[Dataset records]
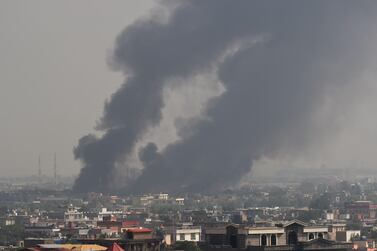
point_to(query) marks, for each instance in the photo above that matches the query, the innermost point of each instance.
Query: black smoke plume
(272, 88)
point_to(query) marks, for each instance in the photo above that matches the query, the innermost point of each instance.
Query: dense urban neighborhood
(326, 214)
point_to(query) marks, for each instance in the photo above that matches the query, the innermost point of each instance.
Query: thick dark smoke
(272, 88)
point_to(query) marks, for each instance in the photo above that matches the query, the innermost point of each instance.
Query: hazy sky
(54, 77)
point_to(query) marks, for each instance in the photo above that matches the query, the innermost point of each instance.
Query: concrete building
(290, 234)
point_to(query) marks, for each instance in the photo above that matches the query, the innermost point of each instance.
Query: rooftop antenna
(55, 169)
(39, 170)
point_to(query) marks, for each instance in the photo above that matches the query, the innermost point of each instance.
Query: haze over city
(162, 94)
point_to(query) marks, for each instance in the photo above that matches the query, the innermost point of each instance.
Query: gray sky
(51, 54)
(54, 79)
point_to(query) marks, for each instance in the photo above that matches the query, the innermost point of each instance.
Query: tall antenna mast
(39, 170)
(55, 169)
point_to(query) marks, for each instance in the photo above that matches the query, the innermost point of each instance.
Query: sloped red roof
(139, 230)
(115, 247)
(130, 223)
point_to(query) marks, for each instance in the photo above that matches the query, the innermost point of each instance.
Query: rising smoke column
(272, 91)
(149, 52)
(271, 88)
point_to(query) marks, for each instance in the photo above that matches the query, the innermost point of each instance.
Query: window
(263, 240)
(193, 237)
(311, 236)
(182, 237)
(273, 240)
(292, 238)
[/Dataset records]
- Exercise requirements:
Restate, word for word, the entries above, dropping any picture.

- Solved problem:
point_to(query) marks, for each instance in the photo above that matches the query, the innermost point of each instance.
Query: black smoke plume
(272, 88)
point_to(query) marks, for each instance in the photo above that matches the query, the innermost point of each instance.
Query: dense urban neighborhood
(326, 214)
point_to(query) marks, for each instance in the photo above that matches the query, the innermost point of each instance.
Query: thick dark smoke
(272, 88)
point_to(query) marks, for each instance in the photo above that matches the query, the innermost point of each instance.
Query: hazy sky
(54, 77)
point_to(query) marks, for each instance in the photo above that matches the query, the innermost point of each instance.
Query: concrete building
(290, 234)
point_to(query) marks, for each instance in the photo above that matches the query, the innermost point of each instance.
Query: rooftop antenna
(55, 169)
(39, 170)
point_to(query) marks, for each instance in the photo above that matches the query, the innermost point of each instance.
Query: haze over city
(162, 94)
point_to(query) marks, for each instance in the photo above that matches the query, the innermost point of each instance.
Query: gray sky
(51, 54)
(54, 79)
point_to(query) marks, for each instance in the photo above that matches the query, the innermost point of each instance.
Query: tall antenna mast
(39, 170)
(55, 169)
point_to(query) marks, for each instance in the photo above that matches the query, the innermost point of each instance.
Query: sloped red roof
(139, 230)
(115, 247)
(130, 223)
point_to(query) marks, for each instance in the photo above that matches the query, the innermost point of each instance.
Query: rising smoke column
(272, 91)
(149, 52)
(271, 88)
point_to(query) marks, for each instance in the photo above that matches the query, the innermost point of each instance.
Query: window
(263, 240)
(193, 237)
(311, 236)
(182, 237)
(273, 240)
(292, 238)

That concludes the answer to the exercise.